-------- Textauszug --------

INFO: Wie sieht die gegenwärtige Lage der Kindergärten in Südtirol aus und welche Entwicklungen oder Veränderungen haben sich in den letzten Jahren ergeben? 

Helena Saltuari: Der deutschsprachige Kindergarten im Land ist in einer guten Verfassung: kreativ, innovativ und reflexionsbereit. Unsere Einrichtungen verfügen über eine funktionale Ausstattung und die Gemeinden sowie die Träger vor Ort arbeiten kontinuierlich mit den Direktionen der Kindergartensprengel und den pädagogischen Fachkräften zusammen, um eine zeitgemäße Anpassung, Einrichtung und Ausstattung der Kindergärten sicherzustellen. So kann frühkindliche Bildung unter möglichst optimalen Voraussetzungen gelingen.
Die Pandemie hat uns vorübergehend herausgefordert und sowohl Familien als auch Pädagoginnen und Pädagogen vor Ort mit Einschränkungen konfrontiert. Wir sind erleichtert, diese Zeit nun hinter uns zu lassen und unseren Blick wieder vollständig auf pädagogische Entwicklungen und Vorhaben richten zu können.
Früher war der Kindergarten die erste Institution, die das „Hineinwachsen in die Gesellschaft“ außerhalb des familiären Umfelds begleitete. Heutzutage besuchen jedoch viele Kinder bereits vor dem dritten Lebensjahr Einrichtungen der frühen Kindheit oder andere Bezugspersonen außerhalb der Familie, da die Eltern berufstätig sind. Der Kindergarten wirkt als erste Bildungseinrichtung vor der Schule und ergänzt die familiäre Erziehung, ersetzt sie jedoch nicht, auch wenn diese Erwartung manchmal an uns herangetragen wird. Daher investieren wir auch erheblich in die Beratung und Stärkung der Familien in ihrer Erziehungsverantwortung.

Wie wird die Integration von Kindern mit besonderen Bedürfnissen in den Kindergärten in Südtirol gefördert und unterstützt? Wie definieren Sie Inklusion im Kindergarten?

-------- Datensätze --------

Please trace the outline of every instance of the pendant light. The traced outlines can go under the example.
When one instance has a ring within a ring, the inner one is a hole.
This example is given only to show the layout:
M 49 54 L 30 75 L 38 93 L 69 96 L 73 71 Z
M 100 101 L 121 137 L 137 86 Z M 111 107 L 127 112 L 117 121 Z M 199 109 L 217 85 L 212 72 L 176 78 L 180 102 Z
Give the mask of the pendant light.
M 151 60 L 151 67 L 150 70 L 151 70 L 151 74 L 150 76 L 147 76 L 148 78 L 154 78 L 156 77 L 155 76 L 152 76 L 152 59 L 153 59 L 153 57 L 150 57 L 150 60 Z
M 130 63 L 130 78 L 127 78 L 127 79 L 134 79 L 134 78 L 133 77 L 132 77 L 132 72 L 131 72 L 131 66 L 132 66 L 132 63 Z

--------

Aufgaben:
[A] In welcher Verfassung befindet sich laut dem Interview über die Kindergärten in Südtirol der deutschsprachige Kindergarten im Land?
[B] Führen Sie das Interview über die Kindergärten in Südtirol im Anschluss an seine letzte Frage fort.

Lösungen nach Nummer:
[A] Er ist in einer guten Verfassung: kreativ, innovativ und reflexionsbereit.

[B]
Welches Kind hat keine besonderen Bedürfnisse? Der deutschsprachige Kindergarten in Südtirol hat sich seit seinen Anfängen dem Auftrag verschrieben, jedes Kind (und seine Familie) so zu akzeptieren und aufzunehmen, wie es (sie) ist. Jedes Kind hat individuelle und damit besondere Bedürfnisse, seine eigene Entwicklungs- und Bildungsbiografie, die es sensibel, achtsam und aufmerksam wahrzunehmen gilt. Die Pädagogischen Fachkräfte unterstützen das Kind im Aufbau eines positiven Selbstkonzeptes, in der Entwicklung seiner Identität, seiner Potenziale und Kompetenzen und begleiten es co-konstruktiv auf seinem Weg in die Gemeinschaft mit anderen. Das macht den Beruf der Pädagogischen Fachkraft aus.
Integration, viel mehr die Inklusion von Kindern mit Beeinträchtigung, ist für den Kindergarten ein selbstverständlicher Auftrag: So einzigartig, wie jedes Kind ist, so unterschiedlich sind auch die Maßnahmen und Akzente, die seine jeweilige Bildungsbegleitung erfordert. Inklusion hat die größtmögliche Teilhabe an der Gemeinschaft zum Ziel, erfordert eine geschlechts- und vorurteilssensible Haltung und berechtigt zur Unterschiedlichkeit, eine Haltung, ohne die die Gesellschaft nicht mehr funktionieren kann.
Die Zusammenarbeit mit den Familien, aber auch mit anderen Netzwerkorganisationen und Bildungspartnern macht diesen Auftrag immer wieder aufs Neue spannend und bunt.

Keine Investition zahlt sich mehr aus als jene in die frühe Kindheit, denn sie bildet das Fundament unserer Gesellschaft von morgen.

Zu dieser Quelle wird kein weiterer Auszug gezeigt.